▸ **Assignment**
All of the data must be retyped exactly, with nothing left out.

[Stored data]
****
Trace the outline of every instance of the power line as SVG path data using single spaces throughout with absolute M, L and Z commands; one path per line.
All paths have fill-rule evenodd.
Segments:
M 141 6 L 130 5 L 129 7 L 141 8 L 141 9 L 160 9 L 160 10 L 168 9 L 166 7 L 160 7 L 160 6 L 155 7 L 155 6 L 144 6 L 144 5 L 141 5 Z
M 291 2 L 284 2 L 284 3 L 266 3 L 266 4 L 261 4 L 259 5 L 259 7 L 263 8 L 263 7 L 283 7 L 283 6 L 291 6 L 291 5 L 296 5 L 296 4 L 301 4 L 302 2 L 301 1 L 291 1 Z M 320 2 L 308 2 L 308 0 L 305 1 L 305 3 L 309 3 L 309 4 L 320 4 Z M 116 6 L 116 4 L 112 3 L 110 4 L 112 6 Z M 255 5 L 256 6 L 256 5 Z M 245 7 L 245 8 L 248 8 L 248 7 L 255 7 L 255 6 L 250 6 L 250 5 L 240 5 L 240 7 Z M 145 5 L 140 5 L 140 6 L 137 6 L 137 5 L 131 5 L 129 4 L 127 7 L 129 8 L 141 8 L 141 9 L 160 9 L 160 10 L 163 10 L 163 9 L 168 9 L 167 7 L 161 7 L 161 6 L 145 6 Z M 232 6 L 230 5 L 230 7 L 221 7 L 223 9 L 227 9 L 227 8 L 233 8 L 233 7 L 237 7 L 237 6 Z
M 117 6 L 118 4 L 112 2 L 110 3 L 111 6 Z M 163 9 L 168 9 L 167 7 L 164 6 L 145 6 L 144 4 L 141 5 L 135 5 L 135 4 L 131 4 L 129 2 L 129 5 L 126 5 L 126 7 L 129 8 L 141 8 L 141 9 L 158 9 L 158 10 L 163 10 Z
****
▸ **Reply**
Trace the outline of every instance of the power line as SVG path data using single spaces throughout with absolute M, L and Z commands; one path per line.
All paths have fill-rule evenodd.
Segments:
M 141 6 L 130 5 L 129 7 L 141 8 L 141 9 L 160 9 L 160 10 L 168 9 L 166 7 L 160 7 L 160 6 L 155 7 L 155 6 L 144 6 L 144 5 L 141 5 Z
M 291 2 L 284 2 L 284 3 L 266 3 L 266 4 L 261 4 L 259 5 L 259 7 L 263 8 L 263 7 L 283 7 L 283 6 L 291 6 L 291 5 L 296 5 L 296 4 L 301 4 L 302 2 L 301 1 L 291 1 Z M 320 2 L 308 2 L 308 0 L 305 1 L 305 3 L 309 3 L 309 4 L 320 4 Z M 116 6 L 116 4 L 112 3 L 110 4 L 112 6 Z M 255 5 L 256 6 L 256 5 Z M 245 7 L 245 8 L 248 8 L 248 7 L 255 7 L 255 6 L 250 6 L 250 5 L 240 5 L 240 7 Z M 145 5 L 140 5 L 140 6 L 137 6 L 137 5 L 131 5 L 129 4 L 127 7 L 129 8 L 141 8 L 141 9 L 160 9 L 160 10 L 163 10 L 163 9 L 168 9 L 167 7 L 161 7 L 161 6 L 145 6 Z M 232 6 L 230 5 L 230 7 L 221 7 L 223 9 L 227 9 L 227 8 L 233 8 L 233 7 L 237 7 L 237 6 Z
M 117 6 L 118 4 L 112 2 L 110 3 L 111 6 Z M 163 9 L 168 9 L 167 7 L 164 6 L 145 6 L 144 4 L 141 5 L 135 5 L 135 4 L 131 4 L 129 2 L 129 5 L 126 5 L 126 7 L 129 8 L 141 8 L 141 9 L 158 9 L 158 10 L 163 10 Z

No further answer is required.